━━━━━ SOURCE EXCERPT ━━━━━

Only names are different.

For reference:


~/tmp ❯ filefrag -v big-nocow.mkv > big-nocow.txt

~/tmp ❯ wc -l big.txt iocopy.txt big-nocow.txt # quite different
  510 big.txt
  510 iocopy.txt
   16 big-nocow.txt
 1036 total


Also, this a bit different, but still related, so I'm going to comment on it here.

TIL: cifs and samba 4.1.0+ actually support server-side copy and even remote CoW (latter if share is on btrfs).

Sadly, lf's copy seems to be essentially chunk-by-chunk read from source and write to destination type of copy, which is the most universal solution if you want progress percentage, but doesn't honor those capabilities.

But guess what? io.Copy does!

This is awesome:

/mnt/remotecow ❯ cp --reflink=always big.mkv big-2.mkv # it's instant

/mnt/remotecow ❯ iocopy big.mkv big-iocopy.mkv # also instant

/mnt/remotecow ❯ cp --reflink=never big.mkv big-nocow.mkv # ... it isn't

/mnt/remotecow took 1m37s ❯


UPD

I've looked at Go's source, here is what I've found:

io.Copy actually just calls io.copyBuffer with nil buffer, which tries to use src.(WriterTo) and dst.(ReaderFrom) when possible, and falling back to reading to and writing from buffer when not.

This is probably how CoW happened to work. I haven't found where exactly it is implemented, but digging around go's source - it seems to support copy_file_range(), which in turn, from its man page:

       ...
       copy_file_range() gives filesystems an opportunity to implement "copy  accelera‐
       tion"  techniques,  such  as  the use of reflinks (i.e., two or more inodes that
       share pointers to the same copy-on-write disk blocks)  or  server-side-copy  (in
       the case of NFS).
       ...

I don't know how to do this yet, but there might be a way to pass to io.CopyBuffer some custom buffer that will count bytes copied to it and report progress after each .Write(), leading to:

  1. keeping progress counter, as it is right now
  2. using io.CopyBuffer with it's CoW capabilities (as shown above)

You don't even have to make it permanent set reflink auto, you can force io.CopyBuffer to always use a buffer like shown here.


UPD 26 Nov

Okay, found a problem with that idea. Here is my crude test implementation that failed miserably because of it.

You see, os.File always implements ReadFrom (ReaderFrom interface). It will try to use copy_file_range internally, and will fallback to normal copy if failed.

All of that without telling you, what it actually did :laughing:

Figured it out the hard way.

So you see - it is too smart for its own good.

MahouShoujoMivutilde avatar Nov 22 '21 18:11 MahouShoujoMivutilde

@jantatje @MahouShoujoMivutilde This sounds cool but it is also a little too specific. I don't think ext4 supports CoW which is still likely the most common filesystem on linux. Any PR for this should also work in other platforms without an issue.

gokcehan avatar Dec 02 '21 16:12 gokcehan

━━━━━ AVAILABLE DATA ━━━━━

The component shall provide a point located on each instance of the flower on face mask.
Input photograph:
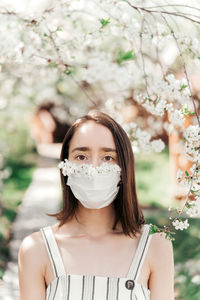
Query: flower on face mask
(87, 170)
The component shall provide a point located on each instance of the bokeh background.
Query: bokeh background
(46, 83)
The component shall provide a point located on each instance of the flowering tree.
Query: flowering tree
(105, 52)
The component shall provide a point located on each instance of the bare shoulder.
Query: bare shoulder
(160, 250)
(32, 248)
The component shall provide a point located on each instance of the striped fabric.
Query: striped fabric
(92, 287)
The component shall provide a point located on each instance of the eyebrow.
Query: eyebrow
(106, 149)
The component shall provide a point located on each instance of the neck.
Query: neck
(94, 222)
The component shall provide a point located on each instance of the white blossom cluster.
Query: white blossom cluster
(87, 170)
(194, 210)
(192, 143)
(140, 139)
(180, 225)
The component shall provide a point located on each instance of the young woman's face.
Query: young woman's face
(93, 144)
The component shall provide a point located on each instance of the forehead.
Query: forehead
(92, 135)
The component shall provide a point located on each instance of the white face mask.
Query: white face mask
(93, 187)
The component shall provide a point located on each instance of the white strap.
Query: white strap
(53, 251)
(140, 253)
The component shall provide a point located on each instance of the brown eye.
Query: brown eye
(80, 157)
(108, 158)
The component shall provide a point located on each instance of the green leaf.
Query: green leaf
(68, 72)
(105, 22)
(183, 86)
(53, 64)
(186, 173)
(124, 56)
(153, 229)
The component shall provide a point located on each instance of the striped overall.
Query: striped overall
(92, 287)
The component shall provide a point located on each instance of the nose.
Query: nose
(95, 161)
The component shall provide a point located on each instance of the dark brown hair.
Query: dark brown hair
(127, 208)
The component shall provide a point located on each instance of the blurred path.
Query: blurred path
(42, 196)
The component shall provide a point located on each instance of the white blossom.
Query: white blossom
(87, 170)
(180, 225)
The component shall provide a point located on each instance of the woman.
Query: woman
(100, 248)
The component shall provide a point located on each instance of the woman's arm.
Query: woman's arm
(161, 282)
(31, 268)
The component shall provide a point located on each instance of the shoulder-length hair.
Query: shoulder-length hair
(127, 208)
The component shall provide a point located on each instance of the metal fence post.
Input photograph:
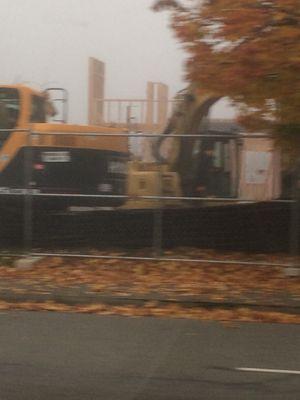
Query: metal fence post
(157, 227)
(28, 211)
(295, 224)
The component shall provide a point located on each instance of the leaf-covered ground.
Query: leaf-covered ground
(172, 280)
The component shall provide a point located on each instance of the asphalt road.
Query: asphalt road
(70, 356)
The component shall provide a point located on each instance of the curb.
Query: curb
(72, 300)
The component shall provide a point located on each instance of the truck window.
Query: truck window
(38, 109)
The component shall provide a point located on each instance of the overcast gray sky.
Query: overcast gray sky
(46, 42)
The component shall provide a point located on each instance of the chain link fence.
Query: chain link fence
(233, 196)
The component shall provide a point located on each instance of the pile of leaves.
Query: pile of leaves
(172, 280)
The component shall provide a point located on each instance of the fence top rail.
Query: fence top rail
(156, 135)
(233, 200)
(15, 130)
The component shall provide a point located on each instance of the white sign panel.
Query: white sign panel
(257, 167)
(56, 156)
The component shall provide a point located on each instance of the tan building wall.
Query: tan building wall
(260, 177)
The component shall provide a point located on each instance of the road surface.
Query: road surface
(47, 356)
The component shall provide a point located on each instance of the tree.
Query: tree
(248, 50)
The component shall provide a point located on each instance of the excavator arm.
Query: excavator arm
(193, 106)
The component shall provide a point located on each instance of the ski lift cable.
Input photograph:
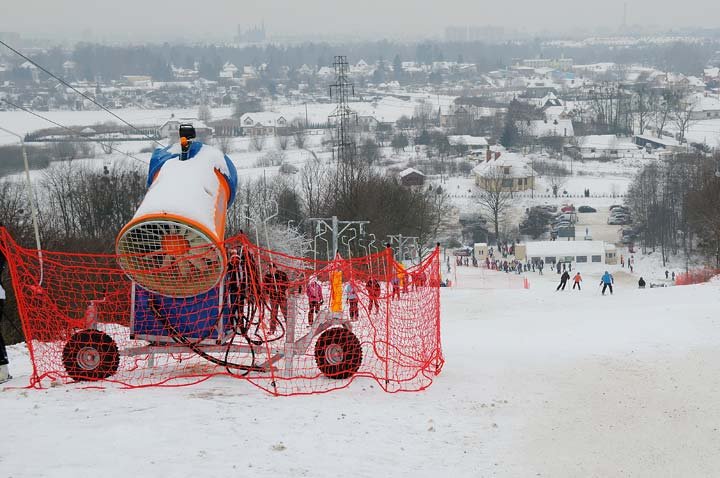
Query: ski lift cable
(109, 146)
(84, 95)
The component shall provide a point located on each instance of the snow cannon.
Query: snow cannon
(173, 246)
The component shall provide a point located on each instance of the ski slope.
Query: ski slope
(537, 383)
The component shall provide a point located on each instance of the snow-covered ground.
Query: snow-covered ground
(537, 383)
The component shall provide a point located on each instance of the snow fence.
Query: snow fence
(85, 320)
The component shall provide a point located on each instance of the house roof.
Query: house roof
(565, 248)
(705, 103)
(556, 127)
(467, 140)
(409, 171)
(264, 118)
(193, 121)
(667, 142)
(605, 142)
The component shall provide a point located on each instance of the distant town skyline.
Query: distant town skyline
(137, 21)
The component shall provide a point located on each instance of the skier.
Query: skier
(576, 281)
(563, 281)
(607, 282)
(373, 288)
(314, 293)
(396, 287)
(4, 373)
(352, 300)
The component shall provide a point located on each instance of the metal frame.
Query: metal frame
(290, 348)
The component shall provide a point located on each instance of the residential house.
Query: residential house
(262, 123)
(411, 177)
(476, 145)
(544, 128)
(171, 129)
(510, 171)
(705, 106)
(604, 146)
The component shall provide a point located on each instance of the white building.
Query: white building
(605, 146)
(171, 129)
(475, 144)
(263, 123)
(512, 171)
(705, 107)
(578, 252)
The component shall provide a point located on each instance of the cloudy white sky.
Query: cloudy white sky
(154, 20)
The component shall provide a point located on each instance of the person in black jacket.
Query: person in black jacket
(563, 280)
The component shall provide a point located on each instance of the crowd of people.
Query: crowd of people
(276, 287)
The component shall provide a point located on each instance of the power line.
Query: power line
(109, 146)
(89, 98)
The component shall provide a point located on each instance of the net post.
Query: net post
(388, 300)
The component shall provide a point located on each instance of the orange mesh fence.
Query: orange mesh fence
(696, 277)
(288, 325)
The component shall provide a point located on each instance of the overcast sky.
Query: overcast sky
(154, 20)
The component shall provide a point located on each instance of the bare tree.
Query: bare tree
(224, 144)
(204, 112)
(108, 145)
(282, 140)
(422, 114)
(314, 182)
(494, 198)
(642, 105)
(299, 136)
(683, 115)
(665, 107)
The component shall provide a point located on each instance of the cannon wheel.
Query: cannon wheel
(90, 355)
(338, 353)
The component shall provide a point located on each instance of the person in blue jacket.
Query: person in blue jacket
(607, 282)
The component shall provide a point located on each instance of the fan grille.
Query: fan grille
(170, 258)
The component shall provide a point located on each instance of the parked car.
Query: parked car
(586, 209)
(619, 220)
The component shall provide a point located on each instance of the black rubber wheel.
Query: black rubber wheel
(338, 353)
(90, 355)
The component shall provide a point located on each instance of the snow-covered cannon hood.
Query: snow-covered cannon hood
(173, 244)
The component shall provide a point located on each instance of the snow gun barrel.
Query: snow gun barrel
(174, 244)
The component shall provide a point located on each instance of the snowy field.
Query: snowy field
(537, 383)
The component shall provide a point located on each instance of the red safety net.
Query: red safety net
(288, 325)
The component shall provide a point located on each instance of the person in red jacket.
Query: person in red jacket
(576, 281)
(314, 293)
(275, 285)
(373, 288)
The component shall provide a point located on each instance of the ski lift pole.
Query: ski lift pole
(348, 241)
(31, 197)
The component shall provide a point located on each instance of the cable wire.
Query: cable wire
(109, 146)
(87, 97)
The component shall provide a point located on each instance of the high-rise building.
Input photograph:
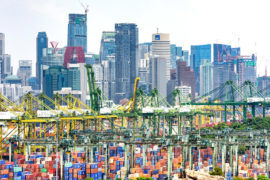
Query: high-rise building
(161, 47)
(198, 53)
(235, 52)
(25, 71)
(2, 44)
(158, 71)
(222, 52)
(107, 45)
(263, 84)
(145, 50)
(185, 76)
(126, 43)
(77, 31)
(109, 77)
(6, 68)
(186, 57)
(206, 76)
(41, 43)
(176, 53)
(223, 72)
(246, 69)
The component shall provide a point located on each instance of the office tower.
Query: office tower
(186, 57)
(206, 77)
(107, 45)
(246, 69)
(109, 77)
(14, 91)
(41, 43)
(74, 55)
(185, 94)
(185, 76)
(161, 47)
(222, 53)
(159, 71)
(53, 57)
(77, 31)
(223, 72)
(2, 44)
(145, 50)
(54, 79)
(198, 53)
(126, 43)
(235, 52)
(25, 71)
(176, 53)
(6, 68)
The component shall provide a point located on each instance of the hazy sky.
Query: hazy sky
(189, 22)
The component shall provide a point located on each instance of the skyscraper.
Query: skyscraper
(185, 76)
(145, 49)
(107, 45)
(198, 53)
(222, 52)
(2, 44)
(25, 71)
(42, 42)
(126, 44)
(206, 77)
(161, 47)
(176, 53)
(77, 31)
(159, 79)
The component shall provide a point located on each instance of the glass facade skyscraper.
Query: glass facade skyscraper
(77, 31)
(197, 54)
(42, 42)
(126, 43)
(107, 45)
(222, 52)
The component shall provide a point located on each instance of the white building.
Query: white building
(161, 47)
(158, 71)
(185, 92)
(14, 91)
(25, 71)
(206, 76)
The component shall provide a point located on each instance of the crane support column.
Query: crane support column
(215, 155)
(225, 113)
(169, 161)
(190, 157)
(244, 112)
(263, 111)
(236, 161)
(233, 113)
(267, 159)
(253, 110)
(223, 154)
(144, 155)
(127, 158)
(183, 157)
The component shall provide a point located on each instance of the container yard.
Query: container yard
(63, 138)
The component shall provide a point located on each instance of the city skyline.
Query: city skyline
(222, 29)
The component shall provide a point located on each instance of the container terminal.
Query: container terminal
(145, 138)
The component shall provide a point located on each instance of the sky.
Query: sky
(243, 23)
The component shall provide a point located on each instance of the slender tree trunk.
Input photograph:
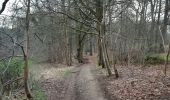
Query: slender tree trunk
(166, 62)
(26, 71)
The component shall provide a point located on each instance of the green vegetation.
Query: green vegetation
(156, 58)
(37, 91)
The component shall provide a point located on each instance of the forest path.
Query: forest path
(87, 87)
(80, 84)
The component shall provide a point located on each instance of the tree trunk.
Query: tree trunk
(80, 49)
(26, 71)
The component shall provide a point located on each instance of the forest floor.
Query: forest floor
(89, 82)
(136, 83)
(69, 83)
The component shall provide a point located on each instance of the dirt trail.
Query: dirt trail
(81, 84)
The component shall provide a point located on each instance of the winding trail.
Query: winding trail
(81, 84)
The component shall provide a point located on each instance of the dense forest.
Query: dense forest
(84, 49)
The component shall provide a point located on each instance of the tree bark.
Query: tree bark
(26, 70)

━━━━━

> GIVEN PROBLEM 1
According to the thread excerpt, what function does io.Copy actually call, and with what buffer?
> GIVEN PROBLEM 2
Report every line of the entries that contains the string "shoulder", treating uppercase and lowercase as different.

> WORKED ANSWER 1
It calls io.copyBuffer with a nil buffer.

> WORKED ANSWER 2
The component shall provide a point located on each instance of the bare shoulder.
Query: bare shoulder
The component shall provide a point located on each instance of the shoulder-length hair.
Query: shoulder-length hair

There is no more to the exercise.